═════ Text for analysis

By 1759, Eberhard and his wife Anna Schwab Ream divided the land among their sons. One son, Tobias Ream, received 54 acres, which he subdivided into building lots and sold using the ground rent system. Tobias originally named the community Zoar (sometimes spelled Zohar), but by 1772, the settlement was renamed Reamstown in the family’s honor.

During the mid-18th century, Reamstown became a hub of activity due to its strategic location on the road from Lancaster to Reading, then known as the King's Highway. A stagecoach route passed through the town, and several inns and hotels prospered from the travel and trade it brought. Another major early road—linking Churchtown and Schaefferstown—crossed the King's Highway in Reamstown, making the town a logical location for the seat of local governance for the then-larger Cocalico Township.

At that time, the original Cocalico Township encompassed not only the present-day East and West Cocalico Townships, but also the areas that now form the boroughs of Adamstown, Akron, Denver, and Ephrata, as well as part of Clay Township.

══════════
═════ Listed entries

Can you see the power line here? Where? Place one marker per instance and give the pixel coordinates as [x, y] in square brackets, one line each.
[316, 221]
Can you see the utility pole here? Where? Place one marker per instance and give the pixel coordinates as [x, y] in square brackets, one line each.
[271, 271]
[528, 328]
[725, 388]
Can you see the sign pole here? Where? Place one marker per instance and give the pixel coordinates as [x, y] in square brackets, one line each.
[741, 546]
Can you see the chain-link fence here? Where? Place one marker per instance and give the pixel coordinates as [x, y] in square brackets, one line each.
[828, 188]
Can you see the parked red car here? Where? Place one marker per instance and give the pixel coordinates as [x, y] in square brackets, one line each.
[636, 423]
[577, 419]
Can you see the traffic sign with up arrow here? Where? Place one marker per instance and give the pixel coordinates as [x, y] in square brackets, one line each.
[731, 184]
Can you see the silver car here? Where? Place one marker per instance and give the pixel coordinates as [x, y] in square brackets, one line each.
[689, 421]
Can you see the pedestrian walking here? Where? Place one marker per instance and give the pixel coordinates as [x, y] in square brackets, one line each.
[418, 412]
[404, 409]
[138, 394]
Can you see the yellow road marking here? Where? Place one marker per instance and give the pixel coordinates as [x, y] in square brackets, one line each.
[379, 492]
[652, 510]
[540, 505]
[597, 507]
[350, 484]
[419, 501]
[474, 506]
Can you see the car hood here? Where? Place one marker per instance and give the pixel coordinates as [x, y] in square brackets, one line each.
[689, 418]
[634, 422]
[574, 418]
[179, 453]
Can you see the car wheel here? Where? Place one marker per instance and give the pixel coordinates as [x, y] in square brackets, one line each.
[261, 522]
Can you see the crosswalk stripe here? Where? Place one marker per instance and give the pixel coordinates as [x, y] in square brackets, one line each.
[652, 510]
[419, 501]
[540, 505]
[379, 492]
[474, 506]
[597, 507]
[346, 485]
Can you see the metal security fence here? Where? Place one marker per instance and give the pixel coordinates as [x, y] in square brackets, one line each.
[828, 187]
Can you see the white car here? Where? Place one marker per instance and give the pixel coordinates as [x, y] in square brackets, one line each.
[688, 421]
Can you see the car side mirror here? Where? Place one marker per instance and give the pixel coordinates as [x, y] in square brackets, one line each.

══════════

Copy out the entire passage on the early history of Reamstown word for word.

**Task answer**
By 1759, Eberhard and his wife Anna Schwab Ream divided the land among their sons. One son, Tobias Ream, received 54 acres, which he subdivided into building lots and sold using the ground rent system. Tobias originally named the community Zoar (sometimes spelled Zohar), but by 1772, the settlement was renamed Reamstown in the family’s honor.

During the mid-18th century, Reamstown became a hub of activity due to its strategic location on the road from Lancaster to Reading, then known as the King's Highway. A stagecoach route passed through the town, and several inns and hotels prospered from the travel and trade it brought. Another major early road—linking Churchtown and Schaefferstown—crossed the King's Highway in Reamstown, making the town a logical location for the seat of local governance for the then-larger Cocalico Township.

At that time, the original Cocalico Township encompassed not only the present-day East and West Cocalico Townships, but also the areas that now form the boroughs of Adamstown, Akron, Denver, and Ephrata, as well as part of Clay Township.